DOCUMENT SEGMENT ▸
***

2023 Dance Teacher Award Honoree Hilary Cartwright Brings Ballet and Bodywork Into Perfect Alignment
July 7, 2023

The 2023 Dance Teacher Awards will take place on Thursday, August 10 at the Sheen Center for Thought & Culture in New York City, and you’re invited! Click here to buy tickets.

When she was young, Hilary Cartwright never envisioned becoming an educator. “I was one of the most impatient dancers,” she recalls. “I always wanted things to be happening now. I thought I’d make a useless teacher!” But after an injury cut short her performing career, Cartwright was asked to step into a teaching position—and found a new passion and purpose. “My first students were actors and dancers, and some had never taken a ballet class,” she says. “They’d ask, ‘What’s that step for?’ and I had to think, What is it for? Is it worth doing? This formed my philosophy of how I teach. It’s always a conversation. Don’t just accept what I say. If you’re not sure, ask me why.”

As a child in England, Cartwright trained in ballet, modern dance, music, and acting before being accepted into The Royal Ballet School on scholarship at 17. She joined The Royal Ballet two years later and rose through the ranks to soloist. Unfortunately, a few years into her tenure, she took a bad fall onstage, and an undiagnosed slipped disc led to her retirement. At first, Cartwright stayed connected to the dance world through writing. She published a series of articles in The Dancing Times, followed by a book for an educational publisher. Those works earned her an invitation to teach for the English National Opera, which led to teaching freelance classes, which resulted in her return to The Royal Ballet as a company teacher and répétiteur.

She taught at The Royal Ballet for around seven years before requesting a leave of absence: “I was in a vacuum,” she says. “I needed to see how other companies worked.” Her travels in the U.S., Canada, and Europe broadened her awareness as a teacher, setting her up for future leadership roles, including associate artistic director at Royal Winnipeg Ballet, director of Nederlands Dans Theater II (known then as De Springplank), and ballet mistress at the Joffrey Ballet.

Courtesy Hilary Cartwright

But the fallout from her injury still plagued her. “I was always very physical in my teaching,” she says. “My enthusiasm would have me demonstrating what I wanted.” As she approached 40, she began to look for new ways to care for her body. Enter New York City–based yoga teacher and former ballet dancer Juliu Horvath. In the 1980s, Cartwright worked closely with Horvath, helping create the methodology that would become central to Horvath’s Gyrotonic Method and co-founding White Cloud Studio, where it was developed. Cartwright also began to evolve her own system of yoga, which she took with her when she and Horvath went their separate ways.

***

GIVEN REQUEST 1 ▸ Find every line in the entries below that contains the word "green", and copy each of those lines.
The article and the entries have nothing to do with each other.

(Some records)
***

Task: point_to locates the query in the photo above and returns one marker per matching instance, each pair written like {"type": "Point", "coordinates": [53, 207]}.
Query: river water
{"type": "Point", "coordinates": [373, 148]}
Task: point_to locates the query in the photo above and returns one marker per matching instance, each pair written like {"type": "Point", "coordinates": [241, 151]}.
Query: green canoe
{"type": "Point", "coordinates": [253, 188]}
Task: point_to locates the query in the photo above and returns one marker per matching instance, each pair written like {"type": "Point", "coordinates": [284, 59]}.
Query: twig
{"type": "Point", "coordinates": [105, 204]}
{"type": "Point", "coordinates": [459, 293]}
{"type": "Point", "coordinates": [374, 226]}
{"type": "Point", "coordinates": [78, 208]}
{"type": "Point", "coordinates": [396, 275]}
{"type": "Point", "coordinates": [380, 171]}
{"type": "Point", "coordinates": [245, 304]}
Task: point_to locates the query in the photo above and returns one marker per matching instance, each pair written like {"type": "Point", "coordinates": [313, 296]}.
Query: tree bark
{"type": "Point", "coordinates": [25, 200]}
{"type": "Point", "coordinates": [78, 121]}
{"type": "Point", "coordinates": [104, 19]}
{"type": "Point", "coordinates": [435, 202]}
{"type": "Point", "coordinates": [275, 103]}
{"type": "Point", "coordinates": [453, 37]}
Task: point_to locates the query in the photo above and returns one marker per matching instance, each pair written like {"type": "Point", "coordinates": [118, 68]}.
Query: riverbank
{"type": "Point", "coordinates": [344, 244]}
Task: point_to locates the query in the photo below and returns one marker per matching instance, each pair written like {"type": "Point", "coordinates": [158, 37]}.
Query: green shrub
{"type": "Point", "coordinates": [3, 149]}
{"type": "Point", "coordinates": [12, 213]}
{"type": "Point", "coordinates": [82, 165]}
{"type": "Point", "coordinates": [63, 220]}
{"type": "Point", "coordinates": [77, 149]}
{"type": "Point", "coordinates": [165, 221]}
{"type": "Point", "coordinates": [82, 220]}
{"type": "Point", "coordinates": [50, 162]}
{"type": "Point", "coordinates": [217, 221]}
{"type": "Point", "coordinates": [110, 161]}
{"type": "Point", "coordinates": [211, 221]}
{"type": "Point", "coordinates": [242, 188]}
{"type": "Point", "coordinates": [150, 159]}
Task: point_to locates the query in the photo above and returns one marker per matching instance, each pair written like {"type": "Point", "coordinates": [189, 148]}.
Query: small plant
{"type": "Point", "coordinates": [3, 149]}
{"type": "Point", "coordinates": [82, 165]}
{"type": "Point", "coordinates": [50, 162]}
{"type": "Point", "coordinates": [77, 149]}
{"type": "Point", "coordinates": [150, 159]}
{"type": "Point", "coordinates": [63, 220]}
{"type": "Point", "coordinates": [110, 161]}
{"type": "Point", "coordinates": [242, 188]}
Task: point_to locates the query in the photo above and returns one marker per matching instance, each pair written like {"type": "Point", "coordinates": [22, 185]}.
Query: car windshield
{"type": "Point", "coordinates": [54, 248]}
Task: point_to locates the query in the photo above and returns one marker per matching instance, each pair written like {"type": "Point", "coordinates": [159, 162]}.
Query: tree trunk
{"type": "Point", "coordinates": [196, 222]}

***

GIVEN REQUEST 2 ▸ Reproduce the part of the article about Hilary Cartwright starting at "Courtesy Hilary Cartwright" and ending at "their separate ways.".

TASK SOLUTION 1 ▸
Query: green canoe
Query: green shrub

TASK SOLUTION 2 ▸
Courtesy Hilary Cartwright

But the fallout from her injury still plagued her. “I was always very physical in my teaching,” she says. “My enthusiasm would have me demonstrating what I wanted.” As she approached 40, she began to look for new ways to care for her body. Enter New York City–based yoga teacher and former ballet dancer Juliu Horvath. In the 1980s, Cartwright worked closely with Horvath, helping create the methodology that would become central to Horvath’s Gyrotonic Method and co-founding White Cloud Studio, where it was developed. Cartwright also began to evolve her own system of yoga, which she took with her when she and Horvath went their separate ways.